**The input**
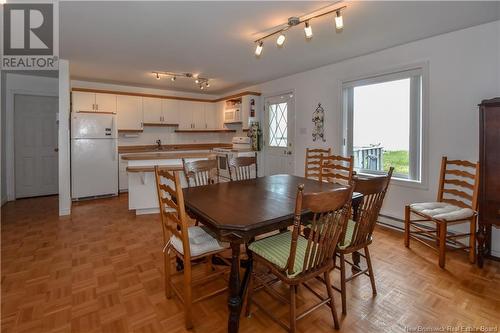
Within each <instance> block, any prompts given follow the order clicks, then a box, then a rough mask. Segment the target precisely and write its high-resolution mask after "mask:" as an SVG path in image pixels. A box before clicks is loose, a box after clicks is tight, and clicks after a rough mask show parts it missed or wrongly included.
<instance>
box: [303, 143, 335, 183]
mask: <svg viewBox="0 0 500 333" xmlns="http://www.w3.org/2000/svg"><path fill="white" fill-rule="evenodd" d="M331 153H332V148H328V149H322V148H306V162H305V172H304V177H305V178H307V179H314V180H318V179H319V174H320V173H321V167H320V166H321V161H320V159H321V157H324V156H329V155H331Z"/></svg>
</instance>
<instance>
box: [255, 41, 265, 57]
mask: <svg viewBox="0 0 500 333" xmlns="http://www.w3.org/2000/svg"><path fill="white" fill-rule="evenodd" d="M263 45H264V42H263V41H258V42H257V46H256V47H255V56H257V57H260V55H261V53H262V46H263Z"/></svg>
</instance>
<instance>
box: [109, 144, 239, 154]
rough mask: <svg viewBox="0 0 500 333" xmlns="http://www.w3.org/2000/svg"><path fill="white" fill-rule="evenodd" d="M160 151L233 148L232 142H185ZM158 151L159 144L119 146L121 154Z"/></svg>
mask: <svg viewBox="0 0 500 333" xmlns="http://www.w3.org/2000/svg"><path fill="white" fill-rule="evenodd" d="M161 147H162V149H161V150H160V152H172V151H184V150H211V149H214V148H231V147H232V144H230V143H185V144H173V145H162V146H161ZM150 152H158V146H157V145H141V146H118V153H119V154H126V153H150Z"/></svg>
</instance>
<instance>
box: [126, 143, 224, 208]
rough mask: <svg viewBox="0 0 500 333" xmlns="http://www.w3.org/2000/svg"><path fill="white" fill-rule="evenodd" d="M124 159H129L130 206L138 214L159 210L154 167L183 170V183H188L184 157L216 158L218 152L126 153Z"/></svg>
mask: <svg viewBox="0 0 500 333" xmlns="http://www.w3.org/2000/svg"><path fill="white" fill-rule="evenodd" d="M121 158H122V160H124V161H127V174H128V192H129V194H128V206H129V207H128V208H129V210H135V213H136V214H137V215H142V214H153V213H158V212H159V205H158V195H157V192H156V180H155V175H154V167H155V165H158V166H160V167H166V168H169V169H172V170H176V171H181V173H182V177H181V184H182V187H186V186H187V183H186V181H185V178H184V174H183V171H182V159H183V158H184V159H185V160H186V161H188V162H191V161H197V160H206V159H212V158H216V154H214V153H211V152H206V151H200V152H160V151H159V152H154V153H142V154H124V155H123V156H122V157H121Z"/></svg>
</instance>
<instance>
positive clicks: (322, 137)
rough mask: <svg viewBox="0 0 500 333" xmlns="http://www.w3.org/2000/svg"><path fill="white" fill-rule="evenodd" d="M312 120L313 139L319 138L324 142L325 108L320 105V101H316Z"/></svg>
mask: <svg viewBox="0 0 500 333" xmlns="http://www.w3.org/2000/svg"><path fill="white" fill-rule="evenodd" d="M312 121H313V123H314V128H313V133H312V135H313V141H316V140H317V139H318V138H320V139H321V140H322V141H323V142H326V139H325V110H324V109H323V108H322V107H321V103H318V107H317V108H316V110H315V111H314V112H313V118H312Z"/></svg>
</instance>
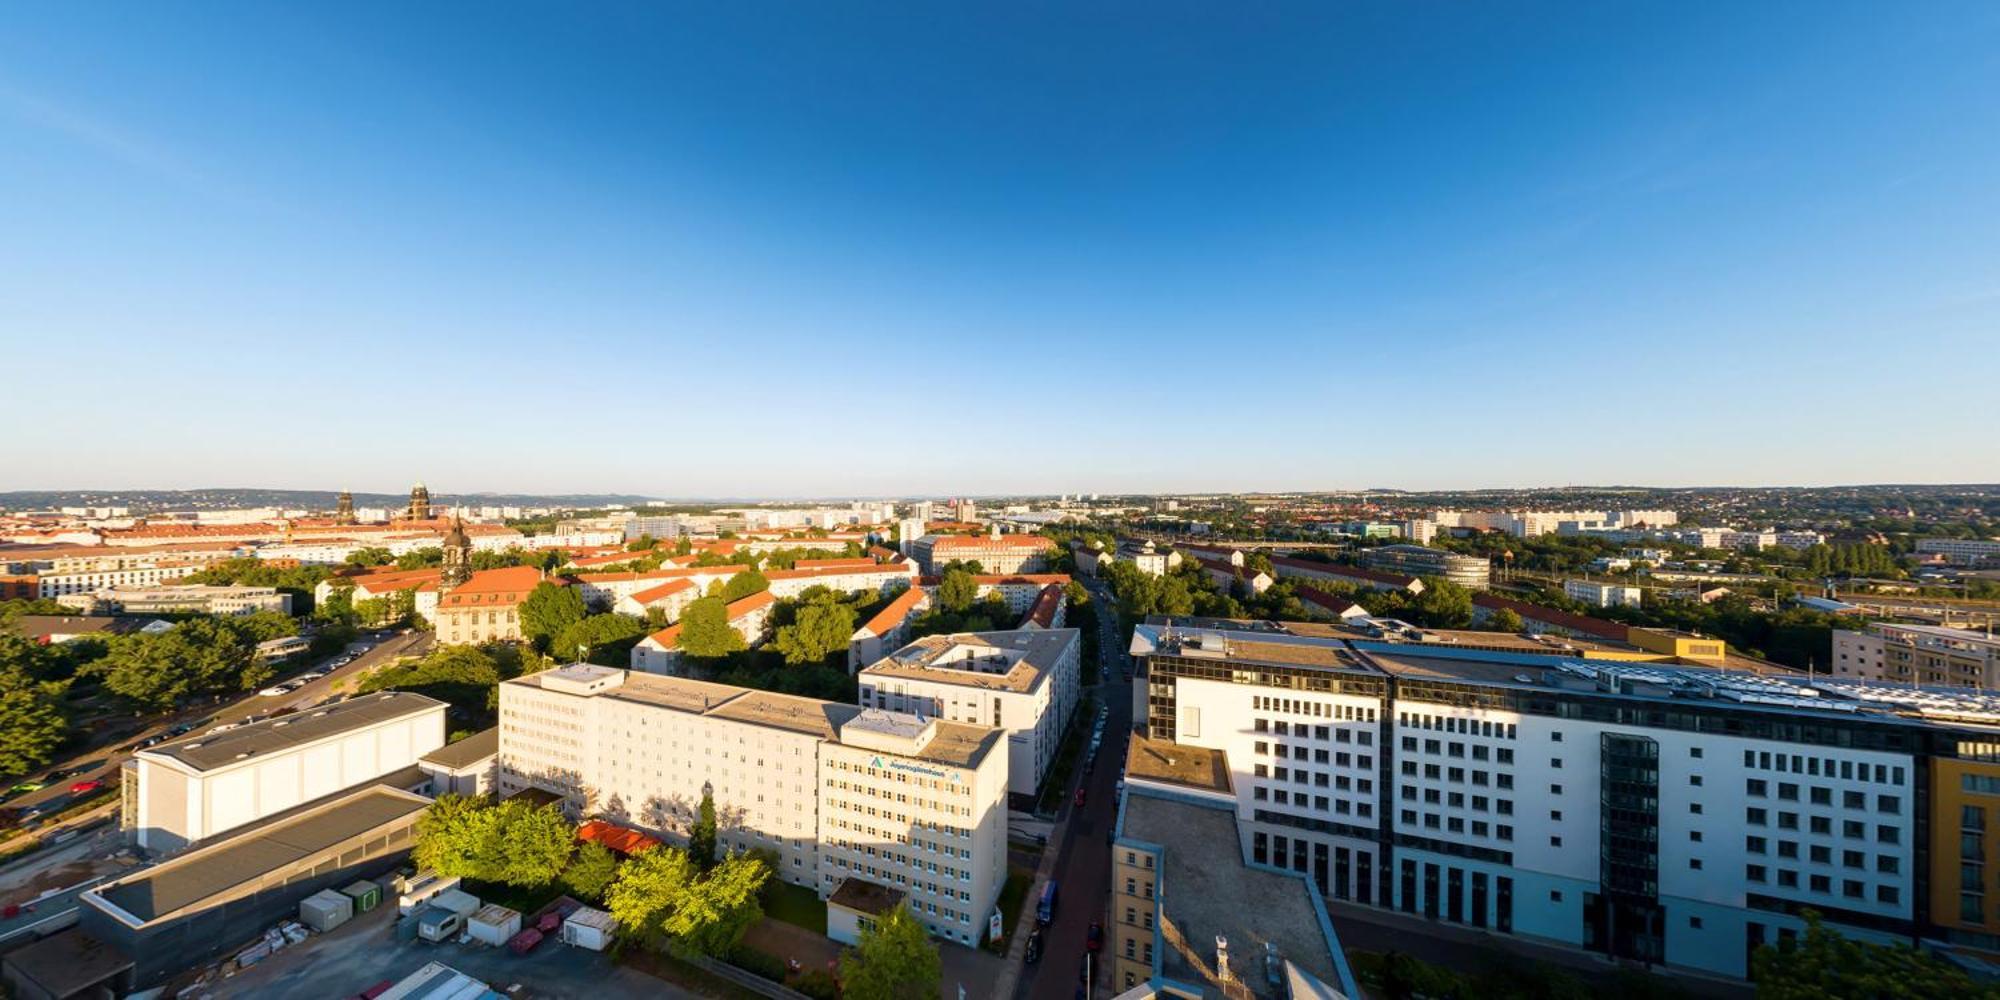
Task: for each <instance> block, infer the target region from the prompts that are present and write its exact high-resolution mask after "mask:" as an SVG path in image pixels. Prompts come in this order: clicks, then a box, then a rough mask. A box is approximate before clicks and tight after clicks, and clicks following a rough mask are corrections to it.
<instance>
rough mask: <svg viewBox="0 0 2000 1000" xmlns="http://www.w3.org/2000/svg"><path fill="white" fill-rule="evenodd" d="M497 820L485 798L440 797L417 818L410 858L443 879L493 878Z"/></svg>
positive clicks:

--

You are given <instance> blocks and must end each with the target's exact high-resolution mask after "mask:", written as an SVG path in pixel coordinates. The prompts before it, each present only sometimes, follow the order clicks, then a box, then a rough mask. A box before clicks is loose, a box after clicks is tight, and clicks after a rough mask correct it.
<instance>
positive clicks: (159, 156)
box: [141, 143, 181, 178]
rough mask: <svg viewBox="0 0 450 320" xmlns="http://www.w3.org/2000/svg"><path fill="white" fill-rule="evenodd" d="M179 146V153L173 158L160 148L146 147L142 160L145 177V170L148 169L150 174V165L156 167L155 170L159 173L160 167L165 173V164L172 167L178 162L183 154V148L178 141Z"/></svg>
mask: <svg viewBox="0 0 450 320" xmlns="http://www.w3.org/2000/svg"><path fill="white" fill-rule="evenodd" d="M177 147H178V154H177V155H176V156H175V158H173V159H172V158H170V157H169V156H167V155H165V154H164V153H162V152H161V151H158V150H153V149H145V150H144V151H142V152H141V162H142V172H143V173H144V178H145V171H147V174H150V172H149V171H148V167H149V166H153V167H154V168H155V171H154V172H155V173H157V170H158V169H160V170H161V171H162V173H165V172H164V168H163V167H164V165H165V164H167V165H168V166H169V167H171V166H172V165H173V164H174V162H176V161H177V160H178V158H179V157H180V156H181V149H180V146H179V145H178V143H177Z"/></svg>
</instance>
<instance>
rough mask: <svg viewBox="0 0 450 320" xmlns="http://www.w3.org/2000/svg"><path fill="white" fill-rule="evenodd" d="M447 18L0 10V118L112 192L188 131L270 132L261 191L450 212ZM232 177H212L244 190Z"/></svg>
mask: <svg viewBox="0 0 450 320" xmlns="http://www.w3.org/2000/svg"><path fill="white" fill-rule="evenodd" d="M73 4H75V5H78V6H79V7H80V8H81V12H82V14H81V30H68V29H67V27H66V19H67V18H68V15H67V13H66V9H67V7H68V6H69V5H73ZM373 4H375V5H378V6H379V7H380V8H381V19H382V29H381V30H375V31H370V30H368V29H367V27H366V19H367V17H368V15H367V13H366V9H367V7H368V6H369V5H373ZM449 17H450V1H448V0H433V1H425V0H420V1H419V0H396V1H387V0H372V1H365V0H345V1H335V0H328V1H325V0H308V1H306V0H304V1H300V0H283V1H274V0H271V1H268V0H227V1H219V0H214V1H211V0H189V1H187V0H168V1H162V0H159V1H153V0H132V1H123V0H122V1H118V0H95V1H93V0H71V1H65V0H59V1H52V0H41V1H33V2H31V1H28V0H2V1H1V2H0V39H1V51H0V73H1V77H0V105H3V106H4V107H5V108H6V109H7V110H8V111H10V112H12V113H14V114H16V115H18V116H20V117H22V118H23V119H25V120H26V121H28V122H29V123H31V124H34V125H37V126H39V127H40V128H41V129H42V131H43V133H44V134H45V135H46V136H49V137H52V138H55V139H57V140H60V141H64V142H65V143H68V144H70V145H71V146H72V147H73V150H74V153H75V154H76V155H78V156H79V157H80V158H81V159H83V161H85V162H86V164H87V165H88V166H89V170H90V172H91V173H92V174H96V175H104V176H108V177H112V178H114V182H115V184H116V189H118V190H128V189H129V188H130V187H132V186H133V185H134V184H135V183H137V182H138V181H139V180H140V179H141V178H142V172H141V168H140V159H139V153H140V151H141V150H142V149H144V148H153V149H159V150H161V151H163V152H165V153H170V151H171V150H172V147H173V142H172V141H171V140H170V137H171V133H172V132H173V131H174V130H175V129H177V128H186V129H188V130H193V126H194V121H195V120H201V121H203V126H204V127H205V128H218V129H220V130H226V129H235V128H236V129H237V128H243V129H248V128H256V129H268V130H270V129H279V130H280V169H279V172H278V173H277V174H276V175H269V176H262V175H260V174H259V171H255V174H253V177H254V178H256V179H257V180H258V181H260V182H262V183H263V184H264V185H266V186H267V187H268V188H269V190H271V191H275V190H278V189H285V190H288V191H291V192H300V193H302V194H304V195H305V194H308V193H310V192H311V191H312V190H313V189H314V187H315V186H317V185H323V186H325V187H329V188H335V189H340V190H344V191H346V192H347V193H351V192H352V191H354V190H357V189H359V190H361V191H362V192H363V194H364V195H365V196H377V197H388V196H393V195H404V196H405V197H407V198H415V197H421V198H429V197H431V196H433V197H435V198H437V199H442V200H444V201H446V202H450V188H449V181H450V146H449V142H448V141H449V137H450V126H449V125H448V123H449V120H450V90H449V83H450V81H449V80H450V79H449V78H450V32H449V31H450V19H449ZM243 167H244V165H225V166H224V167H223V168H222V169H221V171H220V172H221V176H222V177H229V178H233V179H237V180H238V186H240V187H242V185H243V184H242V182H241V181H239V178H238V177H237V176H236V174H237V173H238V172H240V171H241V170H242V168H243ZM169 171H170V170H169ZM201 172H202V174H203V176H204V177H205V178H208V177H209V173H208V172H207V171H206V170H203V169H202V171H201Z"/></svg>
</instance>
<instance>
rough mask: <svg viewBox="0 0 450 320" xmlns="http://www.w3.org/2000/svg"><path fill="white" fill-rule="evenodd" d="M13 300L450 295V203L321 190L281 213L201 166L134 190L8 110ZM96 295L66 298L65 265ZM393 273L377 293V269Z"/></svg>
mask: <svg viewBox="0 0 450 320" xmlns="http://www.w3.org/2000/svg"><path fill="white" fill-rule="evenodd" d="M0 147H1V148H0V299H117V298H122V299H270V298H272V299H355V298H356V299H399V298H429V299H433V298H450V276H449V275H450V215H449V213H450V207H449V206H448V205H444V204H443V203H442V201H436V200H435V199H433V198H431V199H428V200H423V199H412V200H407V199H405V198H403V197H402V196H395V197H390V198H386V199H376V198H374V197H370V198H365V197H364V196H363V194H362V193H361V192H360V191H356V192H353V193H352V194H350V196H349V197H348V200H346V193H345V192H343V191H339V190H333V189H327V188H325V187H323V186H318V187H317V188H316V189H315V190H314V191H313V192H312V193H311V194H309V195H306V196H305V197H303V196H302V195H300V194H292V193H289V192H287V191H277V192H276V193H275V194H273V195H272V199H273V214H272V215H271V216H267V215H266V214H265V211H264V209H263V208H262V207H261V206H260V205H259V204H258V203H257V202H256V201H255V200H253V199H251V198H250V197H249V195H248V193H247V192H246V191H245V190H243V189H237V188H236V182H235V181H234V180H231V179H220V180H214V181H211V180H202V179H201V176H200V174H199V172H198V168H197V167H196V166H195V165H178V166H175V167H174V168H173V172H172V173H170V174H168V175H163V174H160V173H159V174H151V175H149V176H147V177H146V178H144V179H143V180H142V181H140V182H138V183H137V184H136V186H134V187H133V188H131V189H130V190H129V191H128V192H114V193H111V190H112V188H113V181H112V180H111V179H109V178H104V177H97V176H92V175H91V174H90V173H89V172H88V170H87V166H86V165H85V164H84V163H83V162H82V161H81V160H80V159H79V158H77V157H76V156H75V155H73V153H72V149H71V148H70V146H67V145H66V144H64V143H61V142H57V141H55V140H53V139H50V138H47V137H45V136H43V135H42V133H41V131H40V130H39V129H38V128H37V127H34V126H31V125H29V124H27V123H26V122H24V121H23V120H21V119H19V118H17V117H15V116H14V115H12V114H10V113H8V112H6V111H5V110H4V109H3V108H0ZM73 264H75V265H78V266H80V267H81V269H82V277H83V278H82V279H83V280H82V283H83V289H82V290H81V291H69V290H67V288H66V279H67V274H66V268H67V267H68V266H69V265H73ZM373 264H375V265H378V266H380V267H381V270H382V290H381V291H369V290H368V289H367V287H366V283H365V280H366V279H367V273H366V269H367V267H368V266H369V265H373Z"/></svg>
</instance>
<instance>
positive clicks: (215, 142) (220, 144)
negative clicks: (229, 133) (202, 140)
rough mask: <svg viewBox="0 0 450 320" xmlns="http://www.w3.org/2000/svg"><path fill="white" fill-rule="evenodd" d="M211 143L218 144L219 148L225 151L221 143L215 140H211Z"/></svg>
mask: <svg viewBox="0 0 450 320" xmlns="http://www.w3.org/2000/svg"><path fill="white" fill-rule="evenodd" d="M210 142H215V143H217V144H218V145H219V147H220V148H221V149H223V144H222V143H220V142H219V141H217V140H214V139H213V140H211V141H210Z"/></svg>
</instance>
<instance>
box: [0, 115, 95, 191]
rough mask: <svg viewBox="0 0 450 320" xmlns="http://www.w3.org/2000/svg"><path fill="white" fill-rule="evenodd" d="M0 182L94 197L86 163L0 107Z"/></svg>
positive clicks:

**Task brief**
Everything above from the line containing "151L233 148L232 142H185ZM158" through the line containing "positive clicks: (322, 137)" must be copied exactly. Nothing outside that range belongs in the answer.

**Result**
rough mask: <svg viewBox="0 0 500 333" xmlns="http://www.w3.org/2000/svg"><path fill="white" fill-rule="evenodd" d="M160 151L233 148L232 142H185ZM158 151L159 144L119 146L121 154Z"/></svg>
mask: <svg viewBox="0 0 500 333" xmlns="http://www.w3.org/2000/svg"><path fill="white" fill-rule="evenodd" d="M161 147H162V149H161V150H160V152H172V151H184V150H211V149H214V148H231V147H232V144H230V143H185V144H173V145H162V146H161ZM150 152H158V146H157V145H141V146H118V153H119V154H126V153H150Z"/></svg>
</instance>
<instance>
box: [126, 143, 224, 208]
rough mask: <svg viewBox="0 0 500 333" xmlns="http://www.w3.org/2000/svg"><path fill="white" fill-rule="evenodd" d="M124 159H129L130 206L138 214L159 210L154 167L183 170V183H188L184 157L216 158L218 152L126 153Z"/></svg>
mask: <svg viewBox="0 0 500 333" xmlns="http://www.w3.org/2000/svg"><path fill="white" fill-rule="evenodd" d="M121 158H122V160H124V161H127V174H128V192H129V194H128V206H129V207H128V208H129V210H135V213H136V214H137V215H142V214H153V213H158V212H159V205H158V195H157V192H156V180H155V175H154V167H155V165H158V166H160V167H166V168H169V169H172V170H176V171H181V173H182V177H181V184H182V187H186V186H187V183H186V181H185V178H184V174H183V171H182V159H183V158H184V159H185V160H186V161H188V162H191V161H197V160H206V159H212V158H216V154H214V153H211V152H206V151H200V152H160V151H159V152H154V153H142V154H124V155H123V156H122V157H121Z"/></svg>
</instance>
<instance>
positive clicks: (322, 137)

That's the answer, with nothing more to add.